◆ Task description: Please pick out every line in the records below that contains the string "pillar" and copy each of those lines in full.

◆ Records supplied:

-- -- --

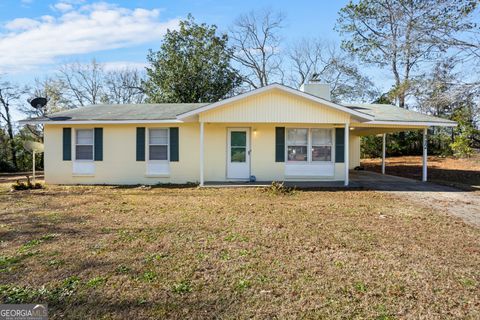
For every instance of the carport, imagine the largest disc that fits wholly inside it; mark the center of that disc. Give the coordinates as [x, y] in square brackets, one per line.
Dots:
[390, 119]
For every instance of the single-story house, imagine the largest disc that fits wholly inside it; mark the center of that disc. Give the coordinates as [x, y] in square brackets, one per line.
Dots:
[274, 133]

-- -- --

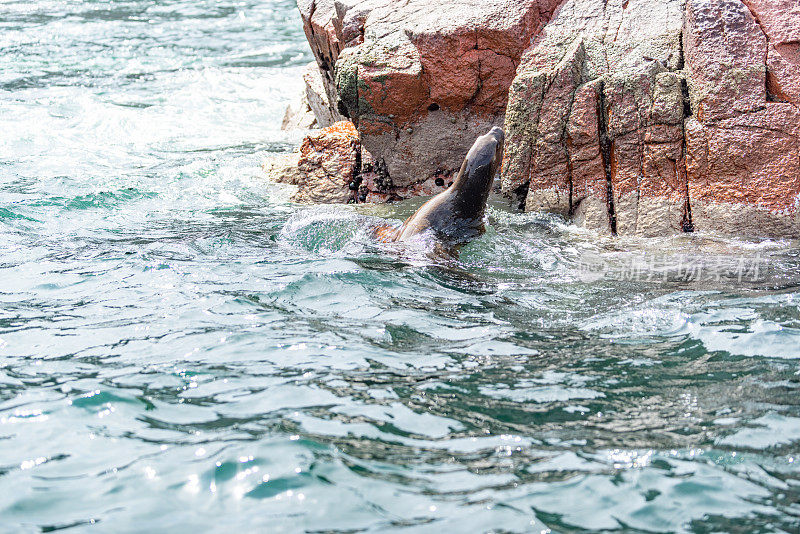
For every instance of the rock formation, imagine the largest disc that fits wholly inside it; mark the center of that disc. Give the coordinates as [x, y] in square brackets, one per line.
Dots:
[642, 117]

-- -- --

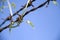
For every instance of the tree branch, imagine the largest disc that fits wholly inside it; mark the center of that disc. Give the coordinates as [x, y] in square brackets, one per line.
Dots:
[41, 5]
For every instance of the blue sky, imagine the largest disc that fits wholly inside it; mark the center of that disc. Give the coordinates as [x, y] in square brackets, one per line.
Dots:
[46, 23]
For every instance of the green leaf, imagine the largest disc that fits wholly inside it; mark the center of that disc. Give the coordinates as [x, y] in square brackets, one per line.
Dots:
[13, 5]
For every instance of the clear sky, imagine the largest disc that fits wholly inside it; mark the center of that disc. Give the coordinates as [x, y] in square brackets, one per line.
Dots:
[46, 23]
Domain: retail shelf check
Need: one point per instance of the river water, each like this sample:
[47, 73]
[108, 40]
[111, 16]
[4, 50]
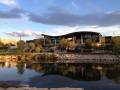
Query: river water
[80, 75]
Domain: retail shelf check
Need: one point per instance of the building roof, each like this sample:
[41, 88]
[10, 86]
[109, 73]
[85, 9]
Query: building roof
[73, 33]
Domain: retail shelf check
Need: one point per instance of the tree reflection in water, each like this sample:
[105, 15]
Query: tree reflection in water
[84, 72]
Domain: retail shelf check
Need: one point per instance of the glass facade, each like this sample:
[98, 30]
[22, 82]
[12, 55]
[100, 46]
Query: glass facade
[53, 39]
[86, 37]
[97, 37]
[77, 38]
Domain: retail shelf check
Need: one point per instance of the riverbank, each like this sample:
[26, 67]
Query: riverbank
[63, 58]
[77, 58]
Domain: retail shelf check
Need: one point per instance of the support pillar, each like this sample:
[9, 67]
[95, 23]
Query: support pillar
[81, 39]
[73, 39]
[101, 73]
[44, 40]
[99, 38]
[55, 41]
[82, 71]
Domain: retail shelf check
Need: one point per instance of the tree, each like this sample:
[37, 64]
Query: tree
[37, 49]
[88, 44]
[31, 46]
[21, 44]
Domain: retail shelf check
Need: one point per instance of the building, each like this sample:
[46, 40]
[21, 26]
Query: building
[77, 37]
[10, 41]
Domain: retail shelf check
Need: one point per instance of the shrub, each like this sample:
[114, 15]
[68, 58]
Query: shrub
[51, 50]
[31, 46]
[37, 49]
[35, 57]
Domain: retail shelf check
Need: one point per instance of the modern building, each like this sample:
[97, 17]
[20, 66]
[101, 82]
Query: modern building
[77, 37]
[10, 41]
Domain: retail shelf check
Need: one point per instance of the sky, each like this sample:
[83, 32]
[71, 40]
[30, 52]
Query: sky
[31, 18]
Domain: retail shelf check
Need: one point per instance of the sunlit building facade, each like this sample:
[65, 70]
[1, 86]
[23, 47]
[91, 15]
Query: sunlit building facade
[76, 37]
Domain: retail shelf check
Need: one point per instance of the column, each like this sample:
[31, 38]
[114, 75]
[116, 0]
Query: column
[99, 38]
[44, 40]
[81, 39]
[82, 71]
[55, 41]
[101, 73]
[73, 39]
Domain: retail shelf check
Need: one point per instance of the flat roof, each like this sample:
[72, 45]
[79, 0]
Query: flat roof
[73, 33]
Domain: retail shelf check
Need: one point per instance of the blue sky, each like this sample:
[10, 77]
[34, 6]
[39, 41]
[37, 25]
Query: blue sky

-- -- --

◆ Result for this task:
Need: one point per instance of the support pillar, each like this sample:
Query: support pillar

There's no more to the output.